• Excerpted text

────────────────────

Notes on Invention: (1) Buck Rogers in the 21st Century

December 18th, 2007 Posted in Invention

Buck appears to have been made-up by writer Philip Francis Nowlan in 1928 in two short novels published by Amazing Stories. Rogers’ original first name was Anthony. He has appeared in a variety of media since–newspaper comic strips, radio fiction, television, movies. He is one of a line of imaginary space cadets. In somber circus trapeze uniform, with neither buttons or tie, these people travel in fat torpedo shaped space ships out beyond the daily cycle of earth to explore and to encounter good and bad fantastic creatures, all with basically human shapes. Buck had two constant companions: the beautiful space girl, Wilma, and the bald-headed, glasses wearing academic, the dotty professor, Dr. Huer.

A line of space equipment was issued for the kids, including an oversize zap gun. It seems that a business corporation got control of Buck’s persona and destiny. He became the construct of a coordinated group of industrial workers–writers, artists, actors, and assorted technicians–sweating out in the 20th century the story of a 25th century fantasy.

────────────────────

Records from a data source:
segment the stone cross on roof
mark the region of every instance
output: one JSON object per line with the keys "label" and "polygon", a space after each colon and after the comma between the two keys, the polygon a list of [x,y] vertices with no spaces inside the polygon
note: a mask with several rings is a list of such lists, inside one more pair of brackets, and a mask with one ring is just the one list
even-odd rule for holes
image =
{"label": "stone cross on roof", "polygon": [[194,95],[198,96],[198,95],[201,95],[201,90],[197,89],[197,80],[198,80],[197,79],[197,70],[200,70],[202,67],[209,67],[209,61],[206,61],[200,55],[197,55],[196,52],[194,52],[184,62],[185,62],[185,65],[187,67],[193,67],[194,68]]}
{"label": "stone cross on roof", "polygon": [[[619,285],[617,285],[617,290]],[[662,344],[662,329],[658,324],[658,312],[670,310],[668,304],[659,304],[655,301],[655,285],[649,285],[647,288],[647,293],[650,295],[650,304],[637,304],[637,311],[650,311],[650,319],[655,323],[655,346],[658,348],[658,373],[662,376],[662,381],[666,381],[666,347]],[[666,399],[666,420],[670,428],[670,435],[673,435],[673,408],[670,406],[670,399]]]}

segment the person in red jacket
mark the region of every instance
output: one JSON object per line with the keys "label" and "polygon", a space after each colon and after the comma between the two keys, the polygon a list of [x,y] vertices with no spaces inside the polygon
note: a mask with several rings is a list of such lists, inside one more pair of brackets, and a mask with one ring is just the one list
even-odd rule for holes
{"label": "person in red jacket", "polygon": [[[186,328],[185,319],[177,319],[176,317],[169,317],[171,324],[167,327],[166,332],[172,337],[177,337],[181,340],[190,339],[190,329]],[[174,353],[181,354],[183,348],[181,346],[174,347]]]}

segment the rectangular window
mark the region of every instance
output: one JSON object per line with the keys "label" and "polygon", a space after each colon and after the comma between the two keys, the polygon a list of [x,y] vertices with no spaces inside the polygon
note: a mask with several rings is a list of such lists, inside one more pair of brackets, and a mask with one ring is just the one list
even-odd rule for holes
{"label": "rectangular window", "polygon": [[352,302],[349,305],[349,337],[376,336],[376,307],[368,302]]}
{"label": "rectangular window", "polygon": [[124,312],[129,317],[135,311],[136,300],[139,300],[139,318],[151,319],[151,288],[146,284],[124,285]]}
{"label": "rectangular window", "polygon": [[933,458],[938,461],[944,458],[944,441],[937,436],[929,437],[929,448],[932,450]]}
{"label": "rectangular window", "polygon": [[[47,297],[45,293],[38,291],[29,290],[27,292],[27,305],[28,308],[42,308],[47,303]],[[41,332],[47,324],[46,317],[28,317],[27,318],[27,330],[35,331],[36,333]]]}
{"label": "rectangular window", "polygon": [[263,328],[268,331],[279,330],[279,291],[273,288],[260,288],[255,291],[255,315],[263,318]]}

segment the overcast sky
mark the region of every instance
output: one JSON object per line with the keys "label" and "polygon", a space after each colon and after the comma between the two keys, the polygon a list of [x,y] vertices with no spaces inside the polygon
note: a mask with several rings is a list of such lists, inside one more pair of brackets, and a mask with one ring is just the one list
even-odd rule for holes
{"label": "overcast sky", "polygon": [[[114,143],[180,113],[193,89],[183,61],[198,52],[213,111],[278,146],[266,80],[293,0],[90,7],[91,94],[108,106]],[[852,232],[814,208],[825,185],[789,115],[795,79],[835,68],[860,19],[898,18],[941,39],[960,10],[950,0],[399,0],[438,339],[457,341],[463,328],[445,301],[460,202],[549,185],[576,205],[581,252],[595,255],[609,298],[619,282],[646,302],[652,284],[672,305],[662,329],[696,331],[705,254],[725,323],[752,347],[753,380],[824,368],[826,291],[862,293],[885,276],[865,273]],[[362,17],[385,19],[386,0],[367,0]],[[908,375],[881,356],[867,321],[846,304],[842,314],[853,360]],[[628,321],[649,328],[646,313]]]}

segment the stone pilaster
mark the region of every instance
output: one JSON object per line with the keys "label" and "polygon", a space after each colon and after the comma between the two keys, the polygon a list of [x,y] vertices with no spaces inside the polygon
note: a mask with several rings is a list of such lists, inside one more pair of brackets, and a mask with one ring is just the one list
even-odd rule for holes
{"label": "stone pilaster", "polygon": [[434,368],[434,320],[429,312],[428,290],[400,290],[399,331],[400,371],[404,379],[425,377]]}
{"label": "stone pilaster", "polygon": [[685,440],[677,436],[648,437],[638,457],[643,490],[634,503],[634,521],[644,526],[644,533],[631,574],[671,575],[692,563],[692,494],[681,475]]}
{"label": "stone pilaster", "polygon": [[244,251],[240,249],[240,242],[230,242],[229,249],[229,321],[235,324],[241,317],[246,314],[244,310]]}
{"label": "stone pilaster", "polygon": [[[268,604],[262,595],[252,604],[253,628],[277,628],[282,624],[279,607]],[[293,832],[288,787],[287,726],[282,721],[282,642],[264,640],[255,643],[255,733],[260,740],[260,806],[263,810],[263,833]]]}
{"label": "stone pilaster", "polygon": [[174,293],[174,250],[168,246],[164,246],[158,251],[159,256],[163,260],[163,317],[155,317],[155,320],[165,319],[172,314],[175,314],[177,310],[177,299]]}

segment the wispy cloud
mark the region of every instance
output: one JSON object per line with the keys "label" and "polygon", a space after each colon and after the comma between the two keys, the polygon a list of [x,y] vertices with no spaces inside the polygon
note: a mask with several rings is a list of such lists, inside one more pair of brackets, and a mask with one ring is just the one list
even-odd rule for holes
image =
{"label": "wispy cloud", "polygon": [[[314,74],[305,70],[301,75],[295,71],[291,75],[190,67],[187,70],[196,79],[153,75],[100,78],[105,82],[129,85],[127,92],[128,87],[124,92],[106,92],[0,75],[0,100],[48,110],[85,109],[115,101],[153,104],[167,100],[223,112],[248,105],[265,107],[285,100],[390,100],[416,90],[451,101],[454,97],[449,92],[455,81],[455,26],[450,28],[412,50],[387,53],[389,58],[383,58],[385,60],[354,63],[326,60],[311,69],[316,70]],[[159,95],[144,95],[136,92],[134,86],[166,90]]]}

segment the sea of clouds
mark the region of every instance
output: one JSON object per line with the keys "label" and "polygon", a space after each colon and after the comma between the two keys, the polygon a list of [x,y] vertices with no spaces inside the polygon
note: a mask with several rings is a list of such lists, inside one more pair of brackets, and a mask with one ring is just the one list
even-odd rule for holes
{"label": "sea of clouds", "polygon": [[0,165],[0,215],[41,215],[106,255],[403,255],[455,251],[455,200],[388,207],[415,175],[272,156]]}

────────────────────

• Brief 1
Name every kind of media that the post on Buck Rogers says he has appeared in.
• Brief 2
Answer these questions from the post on Buck Rogers:
(a) What was Rogers' original first name?
(b) Who were Buck's two constant companions?
(c) What oversize item was part of the space equipment issued for kids?
• Brief 3
Pick up the post on Buck Rogers after its last sentence and continue it.
The listing comes from a different source than the text.

• Final result 1
Newspaper comic strips, radio fiction, television, movies

• Final result 2
(a) Anthony
(b) Wilma, the beautiful space girl, and Dr. Huer, the dotty professor
(c) A zap gun

• Final result 3
The audience has been segmented by the need for thisĀ  particular style of adventure and by when and how the character was introduced. He has been around for over 75 years, filtered through multiple makers and media, and finally hidden behind more successful and later entries into the genre. Buck Rogers now is so fractured as a cultural image that a unified idea of him in our cultural consensus does not exist. The unity supplied by the need and imagination of the original artist is missing.

When the actual leap into space occurred its managers seemed to refuse all references to its imaginary past. Armstrong and company went beyond the clouds and left old Buck and all of his cultural associates behind as sloughed off texts and pictures.

I am troubled and I am not sure why. It may be the democratic disconnect–the actual space cadets and their managers and engineers are not one with the rest of us. Maybe a segmented cultural gap separates them out. They and their vehicles are alien to us in themselves, acting as substitutes for the long anticipated Martians. A few multimillionaire space tourists are supposed to represent the rest of us.

A similar failure of cultural recall when the first non-stop, non-refueled airplane went around the world and failed to commemorate its imaginary precursor in James Thurber’s short story “The Greatest Man in the World.” The pilots took off, flew their daunting course, and returned and neither they nor any of the public commentators (that I could tell) gave a though to Thurber. His character Smurch was left back in the dusty archives.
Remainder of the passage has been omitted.